**EXERCISE DETAILS:** Could you recast all of the records below as a Markdown table with two columns, Row and Line, giving each line its own numbered row and leaving out blank lines?

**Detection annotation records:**
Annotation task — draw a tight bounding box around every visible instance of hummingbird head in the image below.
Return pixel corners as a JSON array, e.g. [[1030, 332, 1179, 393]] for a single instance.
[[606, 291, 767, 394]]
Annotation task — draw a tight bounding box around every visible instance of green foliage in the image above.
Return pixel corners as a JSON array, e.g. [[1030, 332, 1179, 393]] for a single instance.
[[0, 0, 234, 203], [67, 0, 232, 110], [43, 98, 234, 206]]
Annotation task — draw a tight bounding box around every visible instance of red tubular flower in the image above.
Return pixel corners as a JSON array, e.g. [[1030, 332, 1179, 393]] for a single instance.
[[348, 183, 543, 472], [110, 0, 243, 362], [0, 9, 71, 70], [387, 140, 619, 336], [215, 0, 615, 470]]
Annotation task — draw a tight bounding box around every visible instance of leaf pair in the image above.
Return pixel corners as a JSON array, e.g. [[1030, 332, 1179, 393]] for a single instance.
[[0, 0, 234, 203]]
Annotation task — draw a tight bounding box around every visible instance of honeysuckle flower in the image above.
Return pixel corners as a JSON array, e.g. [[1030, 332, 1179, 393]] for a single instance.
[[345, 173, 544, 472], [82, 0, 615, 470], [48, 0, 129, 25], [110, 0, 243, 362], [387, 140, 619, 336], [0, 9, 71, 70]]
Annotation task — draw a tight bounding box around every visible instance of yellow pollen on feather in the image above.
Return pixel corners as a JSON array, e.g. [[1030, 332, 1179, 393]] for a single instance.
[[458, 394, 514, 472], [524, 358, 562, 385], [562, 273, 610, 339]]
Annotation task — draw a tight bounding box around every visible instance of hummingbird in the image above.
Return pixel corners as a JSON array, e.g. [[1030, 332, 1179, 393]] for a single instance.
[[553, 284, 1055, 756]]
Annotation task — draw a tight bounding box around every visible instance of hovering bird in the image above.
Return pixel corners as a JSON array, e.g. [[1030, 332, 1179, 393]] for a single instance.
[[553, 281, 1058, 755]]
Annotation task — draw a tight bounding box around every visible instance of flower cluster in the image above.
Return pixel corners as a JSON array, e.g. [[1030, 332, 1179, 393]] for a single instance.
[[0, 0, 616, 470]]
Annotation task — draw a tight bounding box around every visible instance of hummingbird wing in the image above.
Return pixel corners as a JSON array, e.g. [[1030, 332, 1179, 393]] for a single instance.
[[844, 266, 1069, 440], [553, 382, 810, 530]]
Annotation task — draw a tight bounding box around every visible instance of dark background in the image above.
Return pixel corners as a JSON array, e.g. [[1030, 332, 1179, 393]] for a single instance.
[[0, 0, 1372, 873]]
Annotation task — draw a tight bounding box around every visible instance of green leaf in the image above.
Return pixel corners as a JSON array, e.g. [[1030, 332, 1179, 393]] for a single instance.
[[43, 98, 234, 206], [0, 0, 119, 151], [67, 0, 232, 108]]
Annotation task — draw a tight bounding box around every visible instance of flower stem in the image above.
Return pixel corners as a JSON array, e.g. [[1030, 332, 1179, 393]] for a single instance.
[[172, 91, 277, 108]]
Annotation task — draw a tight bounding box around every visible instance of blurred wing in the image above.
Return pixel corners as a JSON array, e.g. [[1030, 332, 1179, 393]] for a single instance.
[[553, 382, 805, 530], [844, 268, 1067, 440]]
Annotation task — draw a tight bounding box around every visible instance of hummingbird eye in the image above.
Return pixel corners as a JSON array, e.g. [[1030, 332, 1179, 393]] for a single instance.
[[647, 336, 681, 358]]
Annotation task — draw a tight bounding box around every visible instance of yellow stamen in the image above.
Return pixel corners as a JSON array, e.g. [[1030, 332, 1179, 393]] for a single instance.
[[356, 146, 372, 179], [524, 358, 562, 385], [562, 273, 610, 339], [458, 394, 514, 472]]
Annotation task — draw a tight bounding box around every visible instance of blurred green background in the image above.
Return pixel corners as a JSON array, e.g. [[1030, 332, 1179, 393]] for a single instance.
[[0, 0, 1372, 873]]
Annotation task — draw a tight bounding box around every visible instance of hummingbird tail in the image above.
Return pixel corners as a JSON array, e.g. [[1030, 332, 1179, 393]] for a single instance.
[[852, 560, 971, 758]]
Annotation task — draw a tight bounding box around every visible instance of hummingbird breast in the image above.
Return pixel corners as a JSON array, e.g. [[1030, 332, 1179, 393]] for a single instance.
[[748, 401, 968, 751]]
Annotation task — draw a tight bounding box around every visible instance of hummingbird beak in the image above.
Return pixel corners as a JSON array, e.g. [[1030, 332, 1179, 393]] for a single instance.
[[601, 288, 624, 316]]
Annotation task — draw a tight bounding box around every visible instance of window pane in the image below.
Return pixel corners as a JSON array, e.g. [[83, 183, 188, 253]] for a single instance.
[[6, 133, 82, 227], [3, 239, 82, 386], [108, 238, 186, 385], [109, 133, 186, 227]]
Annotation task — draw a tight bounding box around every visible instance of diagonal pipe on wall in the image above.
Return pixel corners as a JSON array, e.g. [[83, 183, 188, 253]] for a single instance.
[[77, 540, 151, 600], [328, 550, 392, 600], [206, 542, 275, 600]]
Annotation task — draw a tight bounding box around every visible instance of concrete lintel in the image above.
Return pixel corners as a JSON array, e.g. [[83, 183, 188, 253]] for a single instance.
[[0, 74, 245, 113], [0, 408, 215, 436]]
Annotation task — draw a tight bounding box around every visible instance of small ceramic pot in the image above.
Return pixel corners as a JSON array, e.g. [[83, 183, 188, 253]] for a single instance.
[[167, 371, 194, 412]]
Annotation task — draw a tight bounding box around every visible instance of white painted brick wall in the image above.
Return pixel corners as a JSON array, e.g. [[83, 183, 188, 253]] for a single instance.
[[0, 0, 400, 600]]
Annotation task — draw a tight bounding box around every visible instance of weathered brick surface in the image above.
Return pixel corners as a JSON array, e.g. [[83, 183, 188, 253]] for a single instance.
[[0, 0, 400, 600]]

**RESPONSE:**
| Row | Line |
|---|---|
| 1 | Annotation task — draw a tight bounding box around every visible instance of hummingbird head in the image below. |
| 2 | Return pixel corners as a JSON array, e.g. [[1030, 332, 1179, 393]] for a single instance. |
| 3 | [[606, 291, 767, 394]] |
| 4 | Annotation task — draw a tight bounding box around every visible instance of green foliage in the image above. |
| 5 | Return pixel corners as a JSON array, e.g. [[1030, 332, 1179, 393]] for a single instance. |
| 6 | [[0, 0, 234, 203], [67, 0, 232, 110], [43, 98, 234, 206]] |
| 7 | Annotation task — draw a tight bounding box around every visible instance of red tubular flower in the image above. |
| 8 | Return pixel corners as a JSON array, e.g. [[1030, 332, 1179, 393]] for a single instance. |
| 9 | [[348, 183, 543, 472], [110, 0, 243, 362], [0, 9, 71, 70], [387, 140, 619, 336], [215, 0, 615, 470]] |
| 10 | Annotation task — draw a tight bounding box around every visible instance of leaf pair in the image above. |
| 11 | Return pixel corners as a JSON array, e.g. [[1030, 332, 1179, 393]] for a single instance. |
| 12 | [[0, 0, 234, 203]] |
| 13 | Annotation task — draw a tight bounding box around every visible instance of honeysuckle flower in the image above. |
| 14 | Return pixel corners as a JSON array, e.g. [[1030, 332, 1179, 393]] for a single instance. |
| 15 | [[345, 173, 544, 472], [82, 0, 615, 470], [48, 0, 129, 25], [110, 0, 243, 362], [387, 140, 619, 336], [0, 9, 71, 70]] |
| 16 | Annotation task — draw a tight bounding box around every visible instance of yellow pollen on feather in the image above. |
| 17 | Return pixel corners as a JSON array, e.g. [[1030, 332, 1179, 393]] for a single instance. |
| 18 | [[458, 394, 514, 472], [524, 358, 562, 385], [562, 273, 610, 339]] |
| 19 | Annotation task — draw a tight bounding box around every visible instance of hummingbird in the image above. |
| 20 | Return pixel corners as a JSON array, e.g. [[1030, 332, 1179, 393]] for a single instance. |
| 21 | [[553, 284, 1055, 756]] |
| 22 | Annotation task — draw a tight bounding box around every visible instance of hovering bird in the image above. |
| 23 | Return pixel corners as a JSON array, e.g. [[1030, 332, 1179, 393]] for a single instance. |
| 24 | [[553, 281, 1058, 755]] |
| 25 | Annotation task — draw a tight bounding box around every visible instance of flower cluster in the image above. |
| 26 | Return pixel corners as a JSON array, e.g. [[1030, 332, 1179, 393]] for a single instance. |
| 27 | [[0, 0, 616, 470]] |
| 28 | Annotation task — draw a tight bounding box around every visible instance of hummingbird wing in the image above. |
| 29 | Return pixel corners as a JSON array, e.g. [[1030, 332, 1179, 393]] for a single instance. |
| 30 | [[844, 266, 1069, 440], [553, 382, 810, 530]] |
| 31 | Annotation task — draw a tight bounding box around every visible instance of dark background in the image above. |
| 32 | Return pixel corners as a JSON array, e.g. [[1030, 332, 1179, 393]] for a single instance. |
| 33 | [[0, 0, 1372, 873]] |
| 34 | Annotation task — draw a tight bounding box around every visible instance of green leaf in the image above. |
| 35 | Return pixel corners as a JSON array, e.g. [[1030, 332, 1179, 393]] for a single instance. |
| 36 | [[43, 98, 234, 206], [0, 0, 119, 151], [67, 0, 232, 108]] |
| 37 | Annotation task — draw a tight bounding box around every visible instance of flower stem in the image above. |
| 38 | Return pixel corners as a JSON array, e.g. [[1030, 332, 1179, 393]] for a single instance. |
| 39 | [[172, 91, 277, 108]] |
| 40 | Annotation task — draw a tight bounding box around every visible instance of blurred wing in the image above. |
| 41 | Return pixel corners as a JSON array, e.g. [[1030, 332, 1179, 393]] for a single instance. |
| 42 | [[553, 382, 805, 530], [844, 268, 1067, 440]] |
| 43 | Annotation task — draw a tight bounding box around every visible instance of hummingbird eye in the image above. |
| 44 | Return pixel corners as a JSON array, e.g. [[1030, 332, 1179, 393]] for a single instance. |
| 45 | [[647, 336, 681, 358]] |
| 46 | Annotation task — draw a tight bounding box around every visible instance of yellow stamen in the image above. |
| 47 | Return pixel corners as a JSON array, e.g. [[1030, 332, 1179, 393]] for a single instance. |
| 48 | [[356, 146, 372, 179], [524, 358, 562, 385], [562, 273, 610, 339], [458, 394, 514, 472]] |
| 49 | Annotation task — draw a tight bounding box around every visible instance of blurred green background in the image above. |
| 50 | Return pixel corners as a JSON array, e.g. [[1030, 332, 1179, 393]] for a single instance. |
| 51 | [[0, 0, 1372, 873]] |
| 52 | Annotation task — draw a tight bounding box around every visible instance of hummingbird tail in the image above. |
| 53 | Return pixel corners as a JSON array, e.g. [[1030, 332, 1179, 393]] for a single instance. |
| 54 | [[852, 560, 971, 758]] |
| 55 | Annotation task — draw a tight bounding box around every visible instance of hummingbird breast in the image above. |
| 56 | Return pixel corners as a JSON array, e.g. [[1030, 332, 1179, 393]] for a single instance. |
| 57 | [[748, 401, 968, 751]] |
| 58 | Annotation task — draw a tight bounding box around every visible instance of hummingbird beak in the image above. |
| 59 | Return pixel corners as a JSON array, e.g. [[1030, 332, 1179, 393]] for a single instance. |
| 60 | [[601, 288, 624, 316]] |
| 61 | Annotation task — draw a tight bounding box around every visible instance of window pane in the image below. |
| 62 | Return pixel corners as a JSON array, e.g. [[83, 183, 188, 253]] for a single instance. |
| 63 | [[6, 133, 82, 227], [3, 239, 82, 386], [108, 238, 186, 385], [109, 133, 186, 227]] |
| 64 | Annotation task — draw a tight bounding box around every visible instance of diagonal pipe on wall in the image above. |
| 65 | Return pixel corners as a JSON array, e.g. [[83, 183, 188, 253]] for a single instance. |
| 66 | [[77, 540, 151, 600], [328, 550, 392, 600], [206, 542, 275, 600]] |
| 67 | Annotation task — draw a tight bounding box around every visible instance of concrete lintel in the image above. |
| 68 | Return pixel corners as a JSON array, e.g. [[83, 183, 188, 253]] for a single instance. |
| 69 | [[0, 74, 245, 113], [0, 408, 215, 436]] |
| 70 | Annotation task — draw a tight bounding box around every visible instance of small ceramic pot in the image above. |
| 71 | Return pixel corners as a JSON array, e.g. [[83, 183, 188, 253]] for a single instance. |
| 72 | [[167, 371, 194, 412]] |
| 73 | Annotation task — draw a tight bounding box around every visible instance of white painted brick wall in the image above. |
| 74 | Return pixel corners as a JSON array, e.g. [[83, 183, 188, 253]] for a single instance. |
| 75 | [[0, 0, 400, 600]] |
| 76 | Annotation task — draw a tight bounding box around every visible instance of weathered brick surface in the image above. |
| 77 | Return pixel corners as a JSON array, e.g. [[83, 183, 188, 253]] for a single instance. |
| 78 | [[0, 0, 400, 600]] |